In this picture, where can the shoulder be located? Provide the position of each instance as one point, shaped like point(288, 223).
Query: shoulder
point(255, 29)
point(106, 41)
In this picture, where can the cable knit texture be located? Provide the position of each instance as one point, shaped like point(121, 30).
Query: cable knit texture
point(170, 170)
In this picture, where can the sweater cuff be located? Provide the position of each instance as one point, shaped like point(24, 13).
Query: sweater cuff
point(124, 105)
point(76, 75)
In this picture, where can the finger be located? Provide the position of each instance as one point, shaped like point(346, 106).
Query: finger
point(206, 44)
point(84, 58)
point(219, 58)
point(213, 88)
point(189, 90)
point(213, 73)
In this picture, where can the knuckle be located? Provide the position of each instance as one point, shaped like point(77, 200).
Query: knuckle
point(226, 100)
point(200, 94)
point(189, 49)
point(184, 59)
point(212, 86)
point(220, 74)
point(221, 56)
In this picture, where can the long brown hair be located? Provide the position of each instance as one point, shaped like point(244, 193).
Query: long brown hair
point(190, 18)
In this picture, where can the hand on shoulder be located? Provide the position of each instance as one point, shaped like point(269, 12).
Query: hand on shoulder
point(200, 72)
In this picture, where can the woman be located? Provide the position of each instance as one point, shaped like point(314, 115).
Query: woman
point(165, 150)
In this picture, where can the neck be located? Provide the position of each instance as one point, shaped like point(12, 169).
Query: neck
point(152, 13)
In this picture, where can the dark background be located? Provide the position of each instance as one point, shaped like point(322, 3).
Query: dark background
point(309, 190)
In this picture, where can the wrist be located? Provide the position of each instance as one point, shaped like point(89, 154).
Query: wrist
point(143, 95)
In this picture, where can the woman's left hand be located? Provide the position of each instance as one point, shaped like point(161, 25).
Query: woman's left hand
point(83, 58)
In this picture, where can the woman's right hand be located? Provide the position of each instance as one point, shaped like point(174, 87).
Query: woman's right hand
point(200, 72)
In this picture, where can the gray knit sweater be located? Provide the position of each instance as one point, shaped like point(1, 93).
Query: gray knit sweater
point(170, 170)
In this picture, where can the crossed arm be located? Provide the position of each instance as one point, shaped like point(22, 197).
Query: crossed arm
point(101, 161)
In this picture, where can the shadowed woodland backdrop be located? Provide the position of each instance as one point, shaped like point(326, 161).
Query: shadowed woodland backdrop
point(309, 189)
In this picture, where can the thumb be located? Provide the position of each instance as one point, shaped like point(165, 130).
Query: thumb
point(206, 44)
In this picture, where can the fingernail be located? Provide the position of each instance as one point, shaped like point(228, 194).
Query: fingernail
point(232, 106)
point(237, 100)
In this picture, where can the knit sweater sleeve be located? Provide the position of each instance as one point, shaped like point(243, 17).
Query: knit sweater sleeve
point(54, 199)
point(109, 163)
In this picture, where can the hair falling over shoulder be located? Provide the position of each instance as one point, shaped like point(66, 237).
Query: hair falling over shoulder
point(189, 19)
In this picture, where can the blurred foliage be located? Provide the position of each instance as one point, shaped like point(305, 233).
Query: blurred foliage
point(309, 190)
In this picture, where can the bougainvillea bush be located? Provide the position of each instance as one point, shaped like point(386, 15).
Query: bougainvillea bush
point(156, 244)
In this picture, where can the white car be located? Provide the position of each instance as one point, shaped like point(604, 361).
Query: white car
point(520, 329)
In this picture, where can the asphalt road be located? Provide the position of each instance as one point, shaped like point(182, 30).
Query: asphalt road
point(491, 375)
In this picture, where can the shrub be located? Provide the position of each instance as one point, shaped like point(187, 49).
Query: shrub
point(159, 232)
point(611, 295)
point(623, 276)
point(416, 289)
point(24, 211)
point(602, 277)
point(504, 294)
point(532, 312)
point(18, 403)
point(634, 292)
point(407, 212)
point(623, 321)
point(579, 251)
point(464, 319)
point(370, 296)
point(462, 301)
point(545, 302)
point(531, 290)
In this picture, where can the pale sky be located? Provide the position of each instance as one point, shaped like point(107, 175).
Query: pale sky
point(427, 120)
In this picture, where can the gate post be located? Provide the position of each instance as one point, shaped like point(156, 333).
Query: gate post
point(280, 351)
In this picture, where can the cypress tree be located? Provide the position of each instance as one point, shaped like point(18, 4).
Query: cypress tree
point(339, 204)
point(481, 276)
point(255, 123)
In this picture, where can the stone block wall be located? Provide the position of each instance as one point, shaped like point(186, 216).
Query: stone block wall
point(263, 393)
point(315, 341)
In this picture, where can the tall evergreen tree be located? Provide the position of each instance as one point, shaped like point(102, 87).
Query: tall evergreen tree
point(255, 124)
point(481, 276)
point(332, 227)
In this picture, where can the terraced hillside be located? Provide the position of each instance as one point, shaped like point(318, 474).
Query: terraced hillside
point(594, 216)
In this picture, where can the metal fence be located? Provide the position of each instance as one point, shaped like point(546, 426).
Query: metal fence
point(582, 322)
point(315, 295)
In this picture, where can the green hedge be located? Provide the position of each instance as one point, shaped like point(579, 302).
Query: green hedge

● **The request**:
Arrange every line of the material above as a numbered list, omitting any blank lines.

● **Reply to the task**:
1. In this picture, where can the shoulder be located? Provide the position of each instance as one point, shaped like point(288, 223).
2. Query: shoulder
3. point(255, 29)
4. point(106, 41)
5. In this picture, where can the cable knit texture be located? Provide the position of each instance as one point, shaped like point(121, 30).
6. Query: cable knit texture
7. point(170, 170)
8. In this picture, where can the sweater cuff be located? Provide the position of each instance as one point, shaped like point(24, 13).
9. Query: sweater cuff
10. point(124, 105)
11. point(76, 75)
12. In this picture, where can the finger be located? Provide the position of each instance as one point, shaped like point(346, 106).
13. Query: finger
14. point(206, 44)
15. point(84, 58)
16. point(219, 58)
17. point(213, 88)
18. point(189, 90)
19. point(213, 73)
20. In this picture, where can the knuckle be located? Provide the position of each instance as one point, shaped like point(77, 200).
21. Query: knuckle
22. point(226, 100)
23. point(200, 94)
24. point(189, 49)
25. point(184, 59)
26. point(212, 86)
27. point(220, 74)
28. point(221, 56)
29. In this picture, where can the long brown hair be located? Provide the position of each instance as one point, shaped like point(244, 193).
30. Query: long brown hair
31. point(190, 18)
32. In this picture, where can the hand on shoulder be located? Provide the position of each instance as one point, shaped like point(269, 12).
33. Query: hand on shoulder
34. point(200, 72)
35. In this picture, where can the woman be located? Provide the position of each instance as one point, shaped like point(314, 115).
36. Query: woman
37. point(165, 150)
38. In this picture, where can the neck be located? Provide the position of each instance as one point, shaped like point(12, 169).
39. Query: neck
40. point(152, 13)
41. In this picture, where can the dark background be located? Provide the position of each instance as one point, shaped like point(322, 3).
42. Query: dark background
43. point(309, 190)
44. In this picture, where can the wrist be located? Provide the position of each instance as one point, shaped like point(89, 154).
45. Query: wrist
46. point(143, 95)
47. In this picture, where can the woman's left hand be located? Provide the position of each instance as one point, shaped like point(161, 25).
48. Query: woman's left hand
49. point(83, 58)
50. In this picture, where can the woman's right hand be located? Provide the position of each instance as one point, shaped like point(174, 87).
51. Query: woman's right hand
52. point(200, 72)
53. In this picture, where can the gray knit sweater be located? Provide the position of each instance as one point, shaped like point(1, 93).
54. Query: gray knit sweater
55. point(170, 170)
56. In this picture, where can the crossed arm be located? Provide the position of each instance as one point, shaped like point(22, 197).
57. Query: crossed arm
58. point(101, 161)
59. In this picture, where can the shadowed woodland backdrop be located? Provide the position of each instance as one point, shaped like point(326, 161).
60. Query: shadowed woodland backdrop
61. point(309, 189)
62. In this picture, where can the thumb be located? Provide the position of each instance as one point, shaped like point(165, 130).
63. Query: thumb
64. point(206, 44)
65. In this picture, where can the fingernail be located? Provide the position of each instance as one point, shaped like point(228, 194).
66. Query: fingernail
67. point(232, 106)
68. point(237, 100)
69. In this picture, where can the knit sweater sleeve be located? Provide the position of each instance as one point, shaped like point(243, 17).
70. Query: knit sweater sleeve
71. point(54, 199)
72. point(109, 163)
73. In this picture, where can the hair falling over shoulder be located? Provide the position of each instance as one point, shaped like point(66, 237).
74. Query: hair falling over shoulder
75. point(189, 19)
76. In this picture, where can the blurred foliage be located? Provide the position of each instance as one point, shaped like point(305, 233).
77. Query: blurred foliage
78. point(309, 190)
79. In this picture, where can the bougainvillea bush be located? Provide the position of each instance as one point, shaped like point(386, 15).
80. Query: bougainvillea bush
81. point(156, 244)
82. In this picture, where can the white car be located? Provide the position of each instance as one point, shaped like point(604, 361).
83. Query: white car
84. point(520, 329)
85. In this picture, where can the asphalt road be located? Provide the position of each instance as one point, shaped like point(182, 30).
86. Query: asphalt road
87. point(491, 375)
88. In this picture, where can the shrub be located? Provide the position of each instance as one point, shaped like point(187, 49).
89. Query: shrub
90. point(159, 232)
91. point(611, 295)
92. point(623, 276)
93. point(416, 289)
94. point(24, 211)
95. point(602, 277)
96. point(504, 294)
97. point(532, 312)
98. point(18, 403)
99. point(634, 292)
100. point(407, 212)
101. point(623, 321)
102. point(579, 251)
103. point(464, 319)
104. point(370, 296)
105. point(462, 301)
106. point(545, 302)
107. point(531, 290)
108. In this picture, where can the pale sky be located? Provide the position of each instance as one point, shaped like point(107, 175).
109. Query: pale sky
110. point(427, 120)
111. In this picture, where can the gate post be located? Provide the position of each instance as one point, shaped like point(156, 333).
112. Query: gate post
113. point(280, 351)
114. In this picture, where can the cypress tree be located? Provide the position of each instance as one point, shaped like point(18, 4).
115. Query: cypress tree
116. point(339, 204)
117. point(481, 276)
118. point(255, 123)
119. In this picture, where can the stone block wall be located? Provide the position of each instance as one point, shaped like point(186, 216).
120. Query: stone block wall
121. point(263, 393)
122. point(315, 341)
123. In this picture, where can the tall evergreen tree be located? Provide the position of each instance as one point, shaped like point(102, 87).
124. Query: tall evergreen tree
125. point(255, 124)
126. point(481, 276)
127. point(332, 227)
128. In this picture, where can the terraced hillside be located? Provide the position of each instance as one point, shaped like point(318, 474).
129. Query: terraced hillside
130. point(594, 216)
131. In this picture, where can the metal fence be located? Provide the position of each instance as one point, shaped like point(546, 426).
132. Query: metal fence
133. point(582, 322)
134. point(315, 295)
135. In this picture, where can the green hedge be located? Provide the position of each instance as one point, shaped like point(579, 302).
136. Query: green hedge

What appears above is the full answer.